INSTRUCTIONS TO FOLLOW
Return every line of the data below word for word, including the punctuation.

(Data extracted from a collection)
= Beginning of Section =
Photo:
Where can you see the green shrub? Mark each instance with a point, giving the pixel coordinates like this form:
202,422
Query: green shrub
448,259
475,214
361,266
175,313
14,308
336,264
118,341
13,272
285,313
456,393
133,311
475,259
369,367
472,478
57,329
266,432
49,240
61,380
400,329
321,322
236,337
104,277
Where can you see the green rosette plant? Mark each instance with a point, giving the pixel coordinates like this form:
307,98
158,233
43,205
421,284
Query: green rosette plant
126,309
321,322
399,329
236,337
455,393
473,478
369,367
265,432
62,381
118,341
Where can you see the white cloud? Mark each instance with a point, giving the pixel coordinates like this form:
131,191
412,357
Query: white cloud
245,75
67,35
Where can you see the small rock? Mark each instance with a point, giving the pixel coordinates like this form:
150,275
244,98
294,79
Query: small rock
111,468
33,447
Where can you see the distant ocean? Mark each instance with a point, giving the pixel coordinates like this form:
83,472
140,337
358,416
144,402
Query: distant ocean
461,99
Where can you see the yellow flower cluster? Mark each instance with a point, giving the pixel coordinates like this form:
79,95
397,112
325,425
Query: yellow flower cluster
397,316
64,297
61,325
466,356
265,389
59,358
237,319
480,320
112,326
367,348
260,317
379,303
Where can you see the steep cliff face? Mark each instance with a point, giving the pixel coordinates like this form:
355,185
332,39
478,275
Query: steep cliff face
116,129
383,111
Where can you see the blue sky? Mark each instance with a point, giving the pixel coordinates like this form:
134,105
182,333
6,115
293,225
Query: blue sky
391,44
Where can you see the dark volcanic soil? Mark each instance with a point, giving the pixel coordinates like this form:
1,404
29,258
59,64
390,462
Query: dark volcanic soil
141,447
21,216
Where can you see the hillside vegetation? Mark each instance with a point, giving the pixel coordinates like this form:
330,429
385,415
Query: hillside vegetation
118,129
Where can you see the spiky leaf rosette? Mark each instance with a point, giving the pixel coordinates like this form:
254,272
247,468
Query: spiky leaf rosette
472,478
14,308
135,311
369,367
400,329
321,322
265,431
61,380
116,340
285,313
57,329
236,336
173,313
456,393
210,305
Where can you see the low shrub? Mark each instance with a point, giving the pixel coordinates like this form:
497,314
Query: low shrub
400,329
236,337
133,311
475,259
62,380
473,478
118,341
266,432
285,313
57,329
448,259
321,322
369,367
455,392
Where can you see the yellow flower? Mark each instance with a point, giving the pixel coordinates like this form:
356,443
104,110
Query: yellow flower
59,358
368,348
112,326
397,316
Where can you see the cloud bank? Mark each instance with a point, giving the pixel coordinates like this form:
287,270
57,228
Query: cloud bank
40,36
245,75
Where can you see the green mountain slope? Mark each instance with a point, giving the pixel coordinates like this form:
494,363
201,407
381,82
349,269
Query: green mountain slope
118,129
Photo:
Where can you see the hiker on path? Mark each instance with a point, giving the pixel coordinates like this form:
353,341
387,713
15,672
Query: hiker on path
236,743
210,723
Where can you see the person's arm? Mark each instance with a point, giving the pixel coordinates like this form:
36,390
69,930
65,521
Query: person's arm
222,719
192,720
= End of Section =
COMPLETED EXERCISE
Photo:
Where can you see the green shrub? Mark each instance with a point, giving the pixel coordinates like this form:
202,422
Query: green shrub
448,259
475,214
361,266
175,313
14,308
336,264
118,341
13,272
285,313
456,393
133,311
475,259
369,367
472,478
57,329
266,432
49,240
61,380
400,329
321,322
236,337
104,277
Where can you see the green rosette plant? Mark each instance with a point, giving the pixel coordinates like this form:
307,98
158,233
43,205
421,284
Query: green rosette plant
126,309
321,322
399,329
236,337
455,393
473,478
369,367
265,432
62,381
118,341
Where can you see the white cloud? Mark each instance with a point, giving the pixel coordinates like this form:
131,191
412,357
Query: white cloud
245,75
67,35
Where can you see the small rock? Mark each instance with a point, giving the pixel coordinates like this form:
150,275
244,98
294,79
Query: small rock
111,468
33,447
Where can you see the distant ocean? Mark each instance with a point, giving the pixel coordinates like this form:
83,472
140,337
358,416
144,402
Query: distant ocean
461,99
Where can you see the yellow flower cluster? Mark each instance with a point, giving the pixel coordinates like this form:
79,95
397,112
325,425
Query: yellow flower cluster
397,316
64,297
61,325
466,356
265,389
59,358
237,319
480,320
112,326
367,348
260,317
379,303
Where can you see the steep cliff face? Mark each instance with a point, giving the pixel coordinates like this form:
355,185
332,39
478,275
Query: steep cliff face
116,129
383,111
Where can you see the blue sky? Mark each instance with a point, giving the pixel coordinates like this form:
134,105
182,333
6,115
293,225
Query: blue sky
391,44
Where can you see the dark volcanic soil? Mark each instance with a point, giving the pixel coordinates like this form:
1,404
29,258
59,64
390,462
Query: dark volcanic soil
141,447
21,216
Where can you see the hillside vegetation? Mark each instance with a point, giving the pixel coordinates like this form:
330,429
385,415
Query: hillside vegetation
118,129
Where can you see the spiky leaf rosette? Mark each instance with a point, giving the pixel coordinates like this form:
254,272
247,468
Query: spiky leaf rosette
472,478
14,308
135,311
369,367
400,329
321,322
265,431
61,380
116,340
285,313
57,329
236,336
173,313
456,393
210,305
Where can you see the low shrub? Mark each instance with a point, giving the pixel coordinates like this form:
497,314
Query: low shrub
400,329
236,337
133,311
475,259
62,380
473,478
118,341
266,432
285,313
57,329
448,259
321,322
369,367
455,392
Where can you see the yellow flower? Mark each instance with a point, giving the pixel coordinates like this form:
356,443
104,110
Query: yellow flower
59,358
368,348
112,326
397,316
Where can you see the cloud bank? Mark each instance with a point, giving the pixel coordinates like this form:
287,270
57,228
Query: cloud bank
40,36
245,75
Where can you see the green mountain slope? Mark each instance with a point, giving the pixel coordinates like this form:
494,363
201,407
381,82
349,269
Query: green mountain slope
118,129
Photo:
Where can you see the hiker on path? Mark each instance with a point, giving the pixel coordinates like this form:
353,341
387,713
15,672
Query: hiker on path
236,743
210,723
Where can you see the person's arm? Mark each instance with a point, giving the pixel coordinates like this form:
36,390
69,930
65,521
Query: person's arm
222,719
192,720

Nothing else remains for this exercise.